**TASK PROMPT**.
Could you update the items below, replacing "thickest part" with "widest part" throughout and leaving everything else unchanged?

**DATA TO USE**.

————

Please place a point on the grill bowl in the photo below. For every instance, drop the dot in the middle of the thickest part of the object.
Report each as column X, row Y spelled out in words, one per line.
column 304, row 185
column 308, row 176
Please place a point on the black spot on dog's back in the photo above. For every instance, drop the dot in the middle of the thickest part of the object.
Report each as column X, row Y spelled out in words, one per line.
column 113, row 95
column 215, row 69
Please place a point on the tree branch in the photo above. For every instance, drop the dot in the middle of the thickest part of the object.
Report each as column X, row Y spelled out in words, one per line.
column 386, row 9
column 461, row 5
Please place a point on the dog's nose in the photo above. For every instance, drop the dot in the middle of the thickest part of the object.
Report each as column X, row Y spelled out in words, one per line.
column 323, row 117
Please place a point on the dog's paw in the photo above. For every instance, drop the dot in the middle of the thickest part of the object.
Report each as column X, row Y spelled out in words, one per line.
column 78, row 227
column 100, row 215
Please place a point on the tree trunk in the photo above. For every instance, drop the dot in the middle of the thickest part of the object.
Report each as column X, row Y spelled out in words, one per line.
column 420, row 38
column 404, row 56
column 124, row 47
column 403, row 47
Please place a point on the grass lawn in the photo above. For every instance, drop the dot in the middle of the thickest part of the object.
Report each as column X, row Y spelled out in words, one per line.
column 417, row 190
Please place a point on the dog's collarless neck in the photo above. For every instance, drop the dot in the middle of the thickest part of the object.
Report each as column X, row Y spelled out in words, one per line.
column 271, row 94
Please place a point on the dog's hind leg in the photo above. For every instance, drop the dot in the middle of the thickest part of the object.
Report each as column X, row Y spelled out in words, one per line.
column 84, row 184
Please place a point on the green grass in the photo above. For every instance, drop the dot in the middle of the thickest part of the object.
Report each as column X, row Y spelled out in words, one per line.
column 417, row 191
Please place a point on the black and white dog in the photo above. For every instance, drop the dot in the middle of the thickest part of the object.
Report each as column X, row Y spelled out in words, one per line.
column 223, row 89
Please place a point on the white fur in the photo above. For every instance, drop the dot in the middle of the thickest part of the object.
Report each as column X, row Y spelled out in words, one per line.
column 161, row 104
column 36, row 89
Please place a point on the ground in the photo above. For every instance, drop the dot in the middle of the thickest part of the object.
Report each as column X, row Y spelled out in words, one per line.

————

**EXERCISE RESULT**.
Please place a point on the grill bowl in the photo below. For every instance, drop the dot in the middle of the widest part of the object.
Report each as column X, row Y spelled out in words, one per line.
column 304, row 185
column 308, row 176
Please place a point on the black spot on dog's back in the photo above. For every instance, drop the dot in the middle of the widest part of the object.
Report each as column X, row Y spelled out in words, one per line.
column 113, row 95
column 215, row 69
Please place a point on the tree branch in the photo above. For every instance, drop the dot in the middle of the widest part of the object.
Report each as column X, row Y spelled out in words, one per line.
column 386, row 9
column 461, row 5
Please place a point on the dog's nose in the photo above. For every instance, drop the dot in the middle of the widest part of the object.
Report each as column X, row Y spelled out in words, one per line.
column 323, row 117
Please place a point on the dog's paw in the photo above. For every instance, drop the dot in the middle of the widest part of the object.
Report each as column X, row Y spelled out in words, one per line.
column 78, row 227
column 100, row 215
Please place a point on the tree trunk in the photo above. For every instance, drop the dot in the middle of the widest part of the object.
Report each as column X, row Y spelled out in words, one per line.
column 420, row 38
column 404, row 56
column 124, row 47
column 403, row 47
Please place a point on the grass lawn in the photo above. For every instance, drop the dot in the middle of the widest part of the object.
Report each as column X, row Y spelled out in words, one per line.
column 417, row 190
Please place a point on the dog's collarless neck in the photo above. For every instance, drop the dot in the middle of the widest part of the object.
Report each as column X, row Y spelled out in words, one per line.
column 271, row 94
Please place a point on the dog's hind leg in the photo above. For every instance, drop the dot in the middle of the widest part of the object.
Report each as column X, row Y spelled out in words, one per line.
column 84, row 184
Please place a point on the green grass in the photo above. For every instance, drop the dot in the middle of the widest part of the object.
Report each as column X, row Y spelled out in words, one per line.
column 417, row 191
Please place a point on the black and white dog in the photo above. For every instance, drop the dot in the middle of the widest part of the object.
Report each as column X, row Y spelled out in words, one per line.
column 223, row 89
Please place a point on the white fur in the photo above. For every instance, drop the dot in the middle of the widest part of the object.
Report each as column X, row Y spelled out in words, one per line.
column 161, row 104
column 36, row 89
Please place a point on the ground in the photo above. For every instance, drop the dot in the middle of the widest part of the object.
Report each as column X, row Y spelled out in words, one per line.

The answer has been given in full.